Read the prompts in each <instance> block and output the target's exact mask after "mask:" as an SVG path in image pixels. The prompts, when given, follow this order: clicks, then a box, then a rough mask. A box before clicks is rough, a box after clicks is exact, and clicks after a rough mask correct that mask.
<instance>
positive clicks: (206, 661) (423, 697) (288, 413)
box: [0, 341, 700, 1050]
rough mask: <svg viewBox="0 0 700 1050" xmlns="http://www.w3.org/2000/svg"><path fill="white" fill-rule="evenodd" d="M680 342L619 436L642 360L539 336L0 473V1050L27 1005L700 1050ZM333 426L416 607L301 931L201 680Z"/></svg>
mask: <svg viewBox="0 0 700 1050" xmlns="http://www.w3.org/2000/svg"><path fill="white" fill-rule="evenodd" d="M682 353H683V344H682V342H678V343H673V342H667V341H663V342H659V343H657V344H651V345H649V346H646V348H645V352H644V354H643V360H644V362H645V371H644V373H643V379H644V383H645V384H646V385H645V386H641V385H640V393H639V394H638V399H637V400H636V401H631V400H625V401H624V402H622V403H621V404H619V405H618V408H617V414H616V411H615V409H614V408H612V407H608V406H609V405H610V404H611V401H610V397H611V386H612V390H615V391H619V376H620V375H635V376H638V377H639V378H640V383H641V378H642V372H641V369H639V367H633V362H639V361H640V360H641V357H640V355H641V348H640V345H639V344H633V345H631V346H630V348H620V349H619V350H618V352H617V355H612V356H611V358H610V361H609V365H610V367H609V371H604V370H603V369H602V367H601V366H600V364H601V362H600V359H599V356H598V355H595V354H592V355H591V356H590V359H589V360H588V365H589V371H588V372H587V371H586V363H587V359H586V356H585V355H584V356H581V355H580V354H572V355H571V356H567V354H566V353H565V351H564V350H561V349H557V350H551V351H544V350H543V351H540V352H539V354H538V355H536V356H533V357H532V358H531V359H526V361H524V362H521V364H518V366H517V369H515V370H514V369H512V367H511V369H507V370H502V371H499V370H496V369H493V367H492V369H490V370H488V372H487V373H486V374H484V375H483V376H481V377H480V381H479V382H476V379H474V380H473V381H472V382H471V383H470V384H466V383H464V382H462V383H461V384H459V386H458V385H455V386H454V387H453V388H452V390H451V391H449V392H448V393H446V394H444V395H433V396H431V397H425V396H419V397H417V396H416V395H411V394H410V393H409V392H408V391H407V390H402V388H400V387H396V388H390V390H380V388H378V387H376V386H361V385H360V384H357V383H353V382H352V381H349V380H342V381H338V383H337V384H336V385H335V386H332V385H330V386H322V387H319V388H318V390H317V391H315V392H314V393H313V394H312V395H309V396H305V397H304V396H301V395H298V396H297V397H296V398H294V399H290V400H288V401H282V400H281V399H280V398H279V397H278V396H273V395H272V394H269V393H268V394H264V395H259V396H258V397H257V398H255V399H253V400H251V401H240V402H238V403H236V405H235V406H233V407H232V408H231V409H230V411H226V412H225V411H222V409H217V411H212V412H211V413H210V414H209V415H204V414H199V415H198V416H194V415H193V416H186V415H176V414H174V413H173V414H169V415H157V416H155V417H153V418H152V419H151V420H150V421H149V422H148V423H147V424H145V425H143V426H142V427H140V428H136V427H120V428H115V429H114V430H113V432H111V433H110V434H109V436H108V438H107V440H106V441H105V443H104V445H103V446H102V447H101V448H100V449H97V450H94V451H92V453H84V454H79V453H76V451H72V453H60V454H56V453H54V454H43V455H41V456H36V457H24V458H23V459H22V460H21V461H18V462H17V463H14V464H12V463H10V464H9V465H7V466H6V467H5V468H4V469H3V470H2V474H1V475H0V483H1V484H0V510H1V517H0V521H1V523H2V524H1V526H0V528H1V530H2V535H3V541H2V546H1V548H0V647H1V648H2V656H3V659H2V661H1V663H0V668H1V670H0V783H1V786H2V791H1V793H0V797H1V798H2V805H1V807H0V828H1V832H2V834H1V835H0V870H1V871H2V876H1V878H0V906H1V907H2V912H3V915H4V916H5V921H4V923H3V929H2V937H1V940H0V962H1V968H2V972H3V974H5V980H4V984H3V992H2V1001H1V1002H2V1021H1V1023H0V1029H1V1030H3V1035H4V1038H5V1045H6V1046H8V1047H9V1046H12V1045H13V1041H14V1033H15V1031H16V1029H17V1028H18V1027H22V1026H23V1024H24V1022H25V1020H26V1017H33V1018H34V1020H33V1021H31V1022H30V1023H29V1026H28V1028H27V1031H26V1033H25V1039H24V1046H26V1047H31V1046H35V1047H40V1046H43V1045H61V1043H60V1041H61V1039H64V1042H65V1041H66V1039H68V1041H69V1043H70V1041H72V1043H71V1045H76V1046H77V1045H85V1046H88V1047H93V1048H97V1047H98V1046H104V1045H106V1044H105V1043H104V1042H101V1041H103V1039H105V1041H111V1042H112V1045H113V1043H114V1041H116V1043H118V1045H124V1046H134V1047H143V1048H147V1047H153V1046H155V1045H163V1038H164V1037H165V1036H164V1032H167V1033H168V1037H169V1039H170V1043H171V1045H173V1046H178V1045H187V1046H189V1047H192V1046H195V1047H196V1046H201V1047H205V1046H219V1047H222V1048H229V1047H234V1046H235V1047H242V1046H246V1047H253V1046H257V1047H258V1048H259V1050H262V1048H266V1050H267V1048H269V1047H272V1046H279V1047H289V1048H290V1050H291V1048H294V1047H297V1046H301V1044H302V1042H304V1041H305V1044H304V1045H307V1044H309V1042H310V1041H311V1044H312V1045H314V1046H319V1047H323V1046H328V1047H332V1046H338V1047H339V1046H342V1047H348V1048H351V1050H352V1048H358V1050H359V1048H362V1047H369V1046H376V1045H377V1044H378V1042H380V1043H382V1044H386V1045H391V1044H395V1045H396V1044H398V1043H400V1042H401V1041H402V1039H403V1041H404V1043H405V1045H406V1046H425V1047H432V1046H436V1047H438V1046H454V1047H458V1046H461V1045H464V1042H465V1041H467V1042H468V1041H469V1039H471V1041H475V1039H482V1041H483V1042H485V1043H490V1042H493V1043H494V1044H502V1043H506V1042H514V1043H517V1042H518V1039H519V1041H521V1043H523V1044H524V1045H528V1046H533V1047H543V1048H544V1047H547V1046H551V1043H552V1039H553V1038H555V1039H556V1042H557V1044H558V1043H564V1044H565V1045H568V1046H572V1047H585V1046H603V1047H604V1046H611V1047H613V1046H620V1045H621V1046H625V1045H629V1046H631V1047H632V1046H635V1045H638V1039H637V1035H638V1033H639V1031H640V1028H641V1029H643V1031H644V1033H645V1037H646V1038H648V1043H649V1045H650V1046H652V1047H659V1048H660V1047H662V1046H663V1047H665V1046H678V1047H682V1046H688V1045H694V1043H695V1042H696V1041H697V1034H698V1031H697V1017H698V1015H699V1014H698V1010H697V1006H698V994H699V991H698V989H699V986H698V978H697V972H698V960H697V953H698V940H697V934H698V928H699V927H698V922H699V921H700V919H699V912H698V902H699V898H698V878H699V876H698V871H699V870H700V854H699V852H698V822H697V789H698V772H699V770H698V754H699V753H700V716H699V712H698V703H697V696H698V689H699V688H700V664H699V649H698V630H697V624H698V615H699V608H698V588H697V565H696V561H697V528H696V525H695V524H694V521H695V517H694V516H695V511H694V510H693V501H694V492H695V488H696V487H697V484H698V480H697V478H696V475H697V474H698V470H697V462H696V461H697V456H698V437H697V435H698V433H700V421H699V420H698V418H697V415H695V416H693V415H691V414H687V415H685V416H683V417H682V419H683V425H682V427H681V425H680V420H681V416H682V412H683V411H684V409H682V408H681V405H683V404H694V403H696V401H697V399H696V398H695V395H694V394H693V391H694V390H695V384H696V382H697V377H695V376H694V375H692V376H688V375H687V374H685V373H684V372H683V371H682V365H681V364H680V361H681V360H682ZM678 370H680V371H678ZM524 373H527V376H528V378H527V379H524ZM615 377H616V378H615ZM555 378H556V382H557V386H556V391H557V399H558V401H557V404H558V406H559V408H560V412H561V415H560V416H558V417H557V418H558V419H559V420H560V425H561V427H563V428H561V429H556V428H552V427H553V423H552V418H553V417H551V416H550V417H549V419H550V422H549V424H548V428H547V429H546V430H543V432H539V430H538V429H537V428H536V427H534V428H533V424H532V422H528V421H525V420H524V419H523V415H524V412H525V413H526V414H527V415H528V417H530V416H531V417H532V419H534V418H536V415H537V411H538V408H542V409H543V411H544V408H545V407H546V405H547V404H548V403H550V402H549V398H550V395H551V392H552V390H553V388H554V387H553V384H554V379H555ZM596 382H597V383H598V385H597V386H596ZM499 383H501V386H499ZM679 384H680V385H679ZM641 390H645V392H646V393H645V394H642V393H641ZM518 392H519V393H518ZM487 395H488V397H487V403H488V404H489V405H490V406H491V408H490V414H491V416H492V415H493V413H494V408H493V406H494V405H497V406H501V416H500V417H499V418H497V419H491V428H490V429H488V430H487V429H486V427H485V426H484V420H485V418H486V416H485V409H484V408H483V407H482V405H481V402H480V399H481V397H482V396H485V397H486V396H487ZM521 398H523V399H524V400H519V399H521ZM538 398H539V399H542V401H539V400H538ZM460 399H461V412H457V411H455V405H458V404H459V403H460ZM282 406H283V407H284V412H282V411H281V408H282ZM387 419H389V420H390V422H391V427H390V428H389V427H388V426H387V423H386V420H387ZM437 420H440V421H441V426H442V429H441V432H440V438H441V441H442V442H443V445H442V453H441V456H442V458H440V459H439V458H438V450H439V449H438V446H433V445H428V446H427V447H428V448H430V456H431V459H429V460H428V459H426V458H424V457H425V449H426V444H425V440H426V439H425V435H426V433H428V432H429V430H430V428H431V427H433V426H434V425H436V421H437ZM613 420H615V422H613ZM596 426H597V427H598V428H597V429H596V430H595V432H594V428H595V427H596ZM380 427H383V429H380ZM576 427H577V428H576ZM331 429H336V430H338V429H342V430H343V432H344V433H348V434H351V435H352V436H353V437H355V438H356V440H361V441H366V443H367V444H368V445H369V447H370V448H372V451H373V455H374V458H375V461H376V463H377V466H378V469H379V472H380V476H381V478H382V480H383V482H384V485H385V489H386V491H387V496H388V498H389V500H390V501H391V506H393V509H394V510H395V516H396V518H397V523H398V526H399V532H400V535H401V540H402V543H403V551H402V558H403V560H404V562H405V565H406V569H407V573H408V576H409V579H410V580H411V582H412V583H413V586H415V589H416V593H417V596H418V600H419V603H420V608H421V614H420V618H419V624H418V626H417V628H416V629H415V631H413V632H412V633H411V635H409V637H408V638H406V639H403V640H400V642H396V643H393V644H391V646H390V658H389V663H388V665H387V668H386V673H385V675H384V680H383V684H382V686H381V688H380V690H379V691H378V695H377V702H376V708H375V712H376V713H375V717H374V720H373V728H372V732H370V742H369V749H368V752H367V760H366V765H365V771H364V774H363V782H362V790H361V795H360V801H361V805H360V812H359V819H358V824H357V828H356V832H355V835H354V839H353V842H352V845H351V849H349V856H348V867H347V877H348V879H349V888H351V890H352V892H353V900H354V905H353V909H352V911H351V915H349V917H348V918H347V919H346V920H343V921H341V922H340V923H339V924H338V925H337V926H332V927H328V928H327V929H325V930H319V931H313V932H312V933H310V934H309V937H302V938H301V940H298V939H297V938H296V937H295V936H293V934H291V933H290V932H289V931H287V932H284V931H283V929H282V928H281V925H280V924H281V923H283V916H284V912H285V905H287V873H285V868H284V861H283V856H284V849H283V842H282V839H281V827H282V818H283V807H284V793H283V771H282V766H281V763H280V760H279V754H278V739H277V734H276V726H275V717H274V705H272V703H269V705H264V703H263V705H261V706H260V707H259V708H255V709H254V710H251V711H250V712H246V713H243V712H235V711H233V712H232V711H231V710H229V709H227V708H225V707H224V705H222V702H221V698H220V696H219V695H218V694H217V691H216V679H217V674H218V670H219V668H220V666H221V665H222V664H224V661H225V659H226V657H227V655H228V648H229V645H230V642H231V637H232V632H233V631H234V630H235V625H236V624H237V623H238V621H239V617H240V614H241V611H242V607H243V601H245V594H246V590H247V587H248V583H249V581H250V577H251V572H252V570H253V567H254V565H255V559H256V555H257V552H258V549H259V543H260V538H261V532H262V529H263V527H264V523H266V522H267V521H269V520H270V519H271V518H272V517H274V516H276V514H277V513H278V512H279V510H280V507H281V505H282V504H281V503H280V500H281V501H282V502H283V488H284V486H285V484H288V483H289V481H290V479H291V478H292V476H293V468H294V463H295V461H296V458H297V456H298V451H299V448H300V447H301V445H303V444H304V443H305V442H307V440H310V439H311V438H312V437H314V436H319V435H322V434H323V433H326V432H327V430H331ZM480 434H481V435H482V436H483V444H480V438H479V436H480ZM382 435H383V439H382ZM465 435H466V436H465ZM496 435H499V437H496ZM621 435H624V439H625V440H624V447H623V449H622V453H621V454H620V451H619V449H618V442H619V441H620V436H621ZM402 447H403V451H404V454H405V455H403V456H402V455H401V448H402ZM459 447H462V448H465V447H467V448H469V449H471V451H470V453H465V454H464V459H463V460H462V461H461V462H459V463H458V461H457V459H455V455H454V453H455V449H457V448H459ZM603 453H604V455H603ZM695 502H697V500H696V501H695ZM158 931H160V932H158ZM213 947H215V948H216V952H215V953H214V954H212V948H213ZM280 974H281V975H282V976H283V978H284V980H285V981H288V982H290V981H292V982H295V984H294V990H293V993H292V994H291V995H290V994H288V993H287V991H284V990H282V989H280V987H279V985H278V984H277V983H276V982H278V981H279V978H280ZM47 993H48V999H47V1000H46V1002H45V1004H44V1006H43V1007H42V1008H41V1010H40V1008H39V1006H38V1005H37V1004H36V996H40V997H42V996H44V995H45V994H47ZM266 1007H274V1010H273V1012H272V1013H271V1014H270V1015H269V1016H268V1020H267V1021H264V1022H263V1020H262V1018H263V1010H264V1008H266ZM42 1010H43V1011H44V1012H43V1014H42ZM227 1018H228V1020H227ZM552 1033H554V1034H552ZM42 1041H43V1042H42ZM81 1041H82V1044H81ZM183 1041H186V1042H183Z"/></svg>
##############################
■ Work order
From the entries above, select each line containing the string "clicks".

■ Output
Read the prompts in each <instance> block and output the target's exact mask after "mask:" as an SVG path in image pixels. The prompts, when given, follow this order: clicks, then a box, then a rough mask. A box before clicks is rough, a box after clicks is exact, and clicks after a rough mask correct that mask.
positive clicks: (206, 661) (423, 697) (288, 413)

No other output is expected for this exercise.